• **What the task requires**:
In the forum thread on the Osprey bite valve, rewrite the part that opens with the words containing "I'm not sure" and closes with "(Oct 29, 2013)", swapping "hose" for "tube".

• **Text to read**:
# Replacement bite valve for Osprey 'HydraForm' (1st gen)



## deadkenny (Jun 9, 2011)

My bite valve has split on my Osprey pack and I need a replacement. However looking around the bite valves on sale are either for the Hydraulics packs (2nd gen packs) or don't say what they're for, just Osprey so not sure. Reading the FAQ the valves are different -

_*-Will the new bite valve fit on my old Hydraform™ Reservoir?* No, make sure to buy the 3/8"/9.5mm bite valve. Likewise the old bite valve won't work with the new Hydraulics™ reservoir._

I'm not sure where I can get the old style though, at least in the UK, though I notice the pack says Nalgene on it and reading around they used Nalgene to produce the hose & value parts I think. Could I therefore just get something like this?

Nalgene Replacement Mouthpiece (2 Pack) from Facewest.co.uk


----------



## Rager (Oct 29, 2013)

Osprey has incredible customer service.

• **Given material**:
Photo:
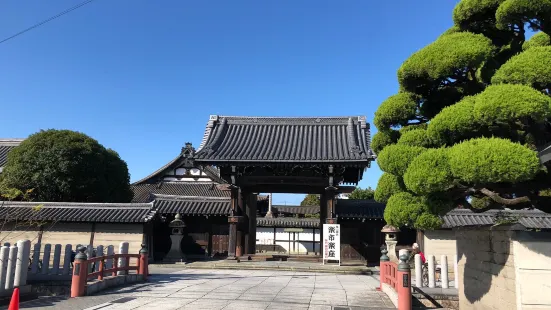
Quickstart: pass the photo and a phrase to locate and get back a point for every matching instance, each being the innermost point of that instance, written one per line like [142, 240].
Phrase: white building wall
[291, 242]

• **Response below**:
I'm not sure where I can get the old style though, at least in the UK, though I notice the pack says Nalgene on it and reading around they used Nalgene to produce the tube & value parts I think. Could I therefore just get something like this?

Nalgene Replacement Mouthpiece (2 Pack) from Facewest.co.uk


----------



## Rager (Oct 29, 2013)